Comme le révèle l’étude d’impact, « Cette règle ayant pour objet de maintenir les capitaux propres d’une société au moins à hauteur de la moitié du capital social s’explique par la nécessité de maintenir un gage suffisant aux créanciers et par la fourniture d’une information crédible aux tiers ». Les allégements proposés s’inscrivent dans un contexte européen disparate puisque certains Etats, comme l’Allemagne, le Royaume Uni (avant leur sortie de l’Union européenne) ou les Pays-Bas, ne prévoient pas l’hypothèse d’une dissolution anticipée. Aussi, l’objectif principal poursuivi est-il de limiter, en droit français, la menace d’une dissolution anticipée de la société tout en incitant à reconstituer les capitaux propres. Comme le rappelle l’étude d’impact précitée, « la rédaction actuelle des articles L. 225-248 et L. 223-42 du Code de commerce appliquent une vision trop stricte de l’article 58 de la directive (UE) 2017/1132 » qu’il convenait donc de corriger.
· · · ·
### CONSIGNES:
• A. Quels États, d'après l'extrait sur les capitaux propres, ne prévoient pas l'hypothèse d'une dissolution anticipée ?
• B. Prolongez l'extrait sur les capitaux propres à partir de sa dernière phrase.

### EXTRAITS DE DONNÉES:
· · · ·
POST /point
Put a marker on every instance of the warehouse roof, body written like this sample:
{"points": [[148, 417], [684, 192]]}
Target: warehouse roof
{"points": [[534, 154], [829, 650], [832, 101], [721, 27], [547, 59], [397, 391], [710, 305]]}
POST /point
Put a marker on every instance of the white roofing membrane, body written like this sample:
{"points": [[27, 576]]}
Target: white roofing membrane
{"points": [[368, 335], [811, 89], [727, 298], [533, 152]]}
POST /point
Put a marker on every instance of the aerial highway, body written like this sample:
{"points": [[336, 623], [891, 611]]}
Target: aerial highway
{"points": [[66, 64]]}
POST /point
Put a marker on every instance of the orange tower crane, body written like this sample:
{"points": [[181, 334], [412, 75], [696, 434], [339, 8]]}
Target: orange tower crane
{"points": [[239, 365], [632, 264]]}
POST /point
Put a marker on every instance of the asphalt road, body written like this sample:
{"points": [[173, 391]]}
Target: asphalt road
· · · ·
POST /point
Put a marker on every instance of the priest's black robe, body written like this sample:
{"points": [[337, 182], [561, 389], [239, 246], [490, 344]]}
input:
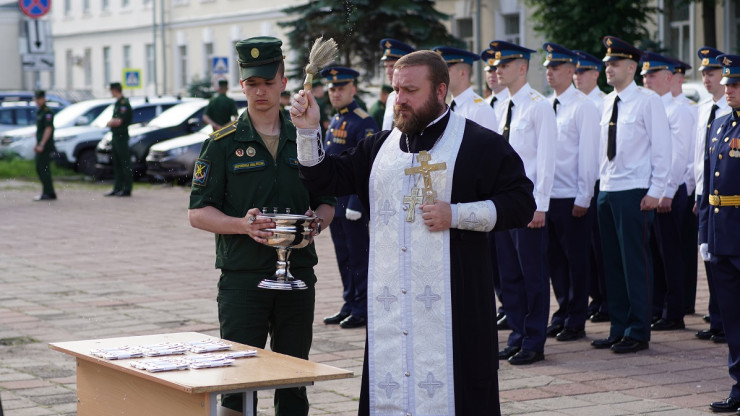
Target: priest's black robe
· · · ·
### RÉPONSES À L'EXERCICE:
• A. L'Allemagne, le Royaume-Uni (avant sa sortie de l'Union européenne) et les Pays-Bas.

• B.
 

Les alternatives de reconstitution des capitaux propres clarifiées

 

Jusqu’à présent, pour régulariser la situation, la société devait réduire son capital « d’un montant au moins égal à celui des pertes qui n’avaient pu être imputées sur les réserves, si, dans ce délai, les capitaux propres n’avaient pas été reconstitués à concurrence d’une valeur au moins égale à la moitié du capital social ». Une interprétation au sens strict, laissait croire que la réduction du capital avec apurement de la totalité des pertes n’était prévue que si la société n’avait pas reconstitué ses capitaux propres à l’expiration du délai légal. La faculté de reconstituer les capitaux propres par voie de réduction du capital ne portant que sur la somme nécessaire pour que le montant des pertes n’excède pas la moitié du capital était plus incertaine. Les textes sont réécrits pour reconnaître plus lisiblement cette possibilité.

Ainsi désormais, les deux articles précités du Code de commerce prévoient plus clairement une alternative : reconstituer les capitaux propres ou réduire le montant du capital social afin que les capitaux propres soient au moins égaux à la moitié du capital social.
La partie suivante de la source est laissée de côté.